═════ Records provided ═════

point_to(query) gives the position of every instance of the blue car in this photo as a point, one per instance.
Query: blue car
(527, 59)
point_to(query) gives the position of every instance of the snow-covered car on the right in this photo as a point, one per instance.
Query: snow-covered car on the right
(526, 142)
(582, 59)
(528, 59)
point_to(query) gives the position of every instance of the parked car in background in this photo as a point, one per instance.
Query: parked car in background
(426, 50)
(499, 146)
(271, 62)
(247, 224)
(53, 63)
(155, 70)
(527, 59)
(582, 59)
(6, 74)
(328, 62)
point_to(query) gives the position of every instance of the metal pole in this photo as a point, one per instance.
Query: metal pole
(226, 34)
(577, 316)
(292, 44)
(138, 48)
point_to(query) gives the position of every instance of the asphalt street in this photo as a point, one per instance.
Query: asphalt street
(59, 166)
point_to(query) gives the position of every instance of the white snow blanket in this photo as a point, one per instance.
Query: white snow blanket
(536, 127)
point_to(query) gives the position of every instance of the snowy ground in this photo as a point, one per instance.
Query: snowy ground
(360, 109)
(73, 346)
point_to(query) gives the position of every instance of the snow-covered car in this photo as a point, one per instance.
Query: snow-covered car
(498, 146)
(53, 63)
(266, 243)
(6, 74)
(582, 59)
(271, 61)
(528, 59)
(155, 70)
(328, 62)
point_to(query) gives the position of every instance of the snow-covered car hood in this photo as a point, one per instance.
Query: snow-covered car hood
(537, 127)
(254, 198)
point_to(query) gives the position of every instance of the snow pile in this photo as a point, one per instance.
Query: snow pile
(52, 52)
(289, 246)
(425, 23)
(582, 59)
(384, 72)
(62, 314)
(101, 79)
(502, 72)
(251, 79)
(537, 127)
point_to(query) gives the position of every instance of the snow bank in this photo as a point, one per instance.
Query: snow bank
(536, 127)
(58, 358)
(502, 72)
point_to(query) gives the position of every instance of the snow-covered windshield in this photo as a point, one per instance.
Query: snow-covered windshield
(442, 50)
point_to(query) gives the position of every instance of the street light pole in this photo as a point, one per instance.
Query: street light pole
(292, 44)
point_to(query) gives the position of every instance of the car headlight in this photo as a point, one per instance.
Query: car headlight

═════

Copy every one of the lines above verbatim, preserving their order, wording, and punctuation.

The response:
point_to(query) gives the position of every instance of the blue car in this photo as a point, one per instance.
Query: blue car
(527, 59)
point_to(query) gives the position of every instance of the snow-covered car on the right in this photo as a point, one per instance.
Query: snow-covered car on the right
(526, 142)
(582, 59)
(528, 59)
point_to(query) gives the position of every instance of the parked car in background in this photo as a point, one per instance.
Query: parked car in background
(426, 50)
(499, 146)
(271, 62)
(247, 224)
(53, 63)
(155, 70)
(527, 59)
(582, 59)
(6, 74)
(328, 62)
point_to(query) gives the position of every instance of the metal pole in this photo as a point, one per instance.
Query: metal pole
(226, 34)
(577, 316)
(292, 44)
(138, 48)
point_to(query) gives the position of every instance of the asphalt street in this photo as a point, one per instance.
Query: asphalt street
(59, 166)
point_to(query) gives the position of every instance of the white snow blanket in this photo as a point, one per instance.
Query: white snow blanket
(536, 127)
point_to(query) gives the position of every instance of the snowy ground in this photo as a point, one per instance.
Query: snowy ground
(360, 109)
(73, 346)
point_to(query) gives the position of every instance of the snow-covered car in this photo as a point, one per instance.
Query: snow-covered car
(498, 146)
(53, 63)
(266, 243)
(6, 74)
(582, 59)
(271, 61)
(528, 59)
(155, 70)
(328, 62)
point_to(query) gives the position of every instance of the snow-covered car hood in this photo as a point, one per instance.
Query: snow-covered car hood
(537, 127)
(254, 198)
point_to(query) gives the position of every instance of the snow pile in this photo as a point, one per instance.
Query: snow pile
(52, 52)
(289, 246)
(425, 23)
(582, 59)
(384, 72)
(62, 314)
(101, 79)
(502, 72)
(251, 79)
(537, 127)
point_to(query) gives the position of every instance of the snow bank in this photo as a point, one per instance.
Query: snow bank
(536, 127)
(58, 358)
(502, 72)
point_to(query) gives the position of every instance of the snow-covered windshield in this photo as a point, one per instance.
Query: snow-covered windshield
(442, 50)
point_to(query) gives the position of every instance of the street light pole in this photo as a point, one per instance.
Query: street light pole
(292, 44)
point_to(query) gives the position of every instance of the car headlight in this photo as a point, one per instance.
Query: car headlight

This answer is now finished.